Exercise brief:
Copy every line of the records that includes the word "blue".

Data:
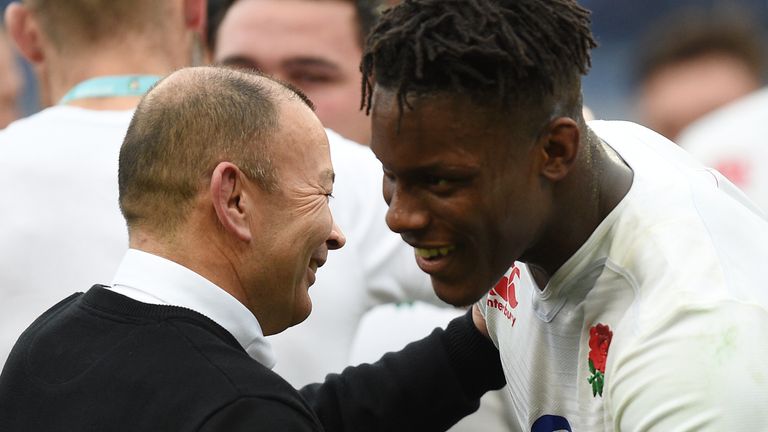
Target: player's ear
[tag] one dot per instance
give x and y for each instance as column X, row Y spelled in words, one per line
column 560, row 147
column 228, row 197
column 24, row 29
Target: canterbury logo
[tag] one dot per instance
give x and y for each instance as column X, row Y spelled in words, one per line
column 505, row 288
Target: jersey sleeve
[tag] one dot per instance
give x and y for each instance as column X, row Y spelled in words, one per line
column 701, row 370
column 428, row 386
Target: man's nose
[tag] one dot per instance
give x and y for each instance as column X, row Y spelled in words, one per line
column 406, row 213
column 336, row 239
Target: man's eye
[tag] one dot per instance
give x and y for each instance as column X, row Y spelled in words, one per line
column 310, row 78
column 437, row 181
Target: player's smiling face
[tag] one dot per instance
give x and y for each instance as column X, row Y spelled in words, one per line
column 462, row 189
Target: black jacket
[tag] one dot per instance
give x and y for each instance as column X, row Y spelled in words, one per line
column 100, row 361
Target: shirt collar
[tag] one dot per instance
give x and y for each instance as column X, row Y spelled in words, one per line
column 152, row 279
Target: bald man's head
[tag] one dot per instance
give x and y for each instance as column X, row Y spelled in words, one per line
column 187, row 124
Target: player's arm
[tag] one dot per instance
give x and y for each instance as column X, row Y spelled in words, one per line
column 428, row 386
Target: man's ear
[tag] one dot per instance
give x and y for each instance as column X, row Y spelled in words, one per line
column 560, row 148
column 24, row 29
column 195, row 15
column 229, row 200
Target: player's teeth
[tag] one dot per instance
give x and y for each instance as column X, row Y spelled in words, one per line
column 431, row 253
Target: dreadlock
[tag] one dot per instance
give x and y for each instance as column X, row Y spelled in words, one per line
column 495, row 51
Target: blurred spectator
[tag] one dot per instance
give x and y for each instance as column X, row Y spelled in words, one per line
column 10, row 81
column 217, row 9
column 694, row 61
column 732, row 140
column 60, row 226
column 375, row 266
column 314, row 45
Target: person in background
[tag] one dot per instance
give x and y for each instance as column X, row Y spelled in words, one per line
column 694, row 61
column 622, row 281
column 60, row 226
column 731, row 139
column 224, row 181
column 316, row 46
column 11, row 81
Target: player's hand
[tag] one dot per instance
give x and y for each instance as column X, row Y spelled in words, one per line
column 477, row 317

--

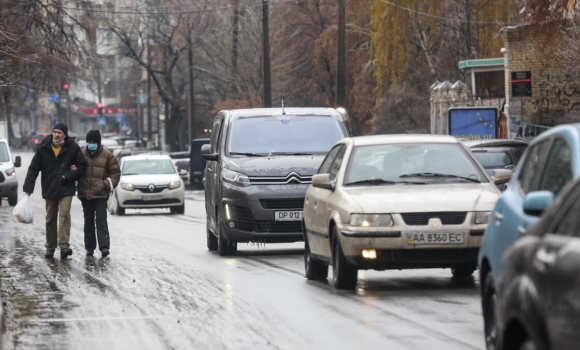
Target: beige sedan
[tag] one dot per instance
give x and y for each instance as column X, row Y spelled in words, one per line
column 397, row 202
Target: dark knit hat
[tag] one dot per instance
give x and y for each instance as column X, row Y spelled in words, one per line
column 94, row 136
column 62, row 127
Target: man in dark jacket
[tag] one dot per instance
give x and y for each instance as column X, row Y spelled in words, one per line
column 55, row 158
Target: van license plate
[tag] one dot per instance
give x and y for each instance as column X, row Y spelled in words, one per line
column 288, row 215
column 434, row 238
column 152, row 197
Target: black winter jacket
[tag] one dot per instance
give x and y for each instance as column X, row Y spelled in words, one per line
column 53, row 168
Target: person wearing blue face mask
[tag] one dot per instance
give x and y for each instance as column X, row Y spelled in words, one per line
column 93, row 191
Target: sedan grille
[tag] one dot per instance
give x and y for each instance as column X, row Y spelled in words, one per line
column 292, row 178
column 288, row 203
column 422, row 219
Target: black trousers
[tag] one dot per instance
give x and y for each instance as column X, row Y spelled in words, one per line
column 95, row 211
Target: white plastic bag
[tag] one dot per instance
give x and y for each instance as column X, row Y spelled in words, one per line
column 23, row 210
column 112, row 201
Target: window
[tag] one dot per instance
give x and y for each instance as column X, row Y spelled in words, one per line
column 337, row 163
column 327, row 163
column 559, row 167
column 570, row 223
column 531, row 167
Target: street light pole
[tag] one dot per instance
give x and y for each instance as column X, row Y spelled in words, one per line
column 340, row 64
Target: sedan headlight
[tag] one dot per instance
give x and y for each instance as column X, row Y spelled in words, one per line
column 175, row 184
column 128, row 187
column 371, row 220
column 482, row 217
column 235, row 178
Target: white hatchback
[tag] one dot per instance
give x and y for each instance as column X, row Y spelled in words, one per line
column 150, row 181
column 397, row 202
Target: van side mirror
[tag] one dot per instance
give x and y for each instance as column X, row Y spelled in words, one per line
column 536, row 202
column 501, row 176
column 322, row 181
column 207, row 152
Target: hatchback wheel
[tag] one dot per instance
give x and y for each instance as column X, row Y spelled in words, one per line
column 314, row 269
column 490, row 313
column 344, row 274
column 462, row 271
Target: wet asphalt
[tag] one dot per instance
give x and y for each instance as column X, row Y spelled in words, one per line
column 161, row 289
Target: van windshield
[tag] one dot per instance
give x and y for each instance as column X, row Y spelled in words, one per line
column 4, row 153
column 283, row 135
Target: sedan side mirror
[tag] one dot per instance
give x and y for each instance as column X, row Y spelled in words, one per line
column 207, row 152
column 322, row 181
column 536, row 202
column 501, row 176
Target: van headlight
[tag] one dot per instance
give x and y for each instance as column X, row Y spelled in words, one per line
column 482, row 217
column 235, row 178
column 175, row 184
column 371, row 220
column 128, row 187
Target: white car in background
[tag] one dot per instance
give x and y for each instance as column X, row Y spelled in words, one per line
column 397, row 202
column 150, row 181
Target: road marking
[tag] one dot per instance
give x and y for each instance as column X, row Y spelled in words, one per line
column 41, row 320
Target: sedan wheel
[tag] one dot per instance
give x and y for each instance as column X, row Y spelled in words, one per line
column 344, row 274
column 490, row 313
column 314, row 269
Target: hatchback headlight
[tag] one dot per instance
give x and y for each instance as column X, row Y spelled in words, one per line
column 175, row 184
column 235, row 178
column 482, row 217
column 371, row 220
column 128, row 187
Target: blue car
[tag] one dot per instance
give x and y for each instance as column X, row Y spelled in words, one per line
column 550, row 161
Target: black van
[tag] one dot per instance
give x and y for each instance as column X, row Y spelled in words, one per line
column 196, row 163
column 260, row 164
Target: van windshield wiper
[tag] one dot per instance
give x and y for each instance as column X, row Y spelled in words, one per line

Result:
Target: person wearing blue face mask
Target: blue car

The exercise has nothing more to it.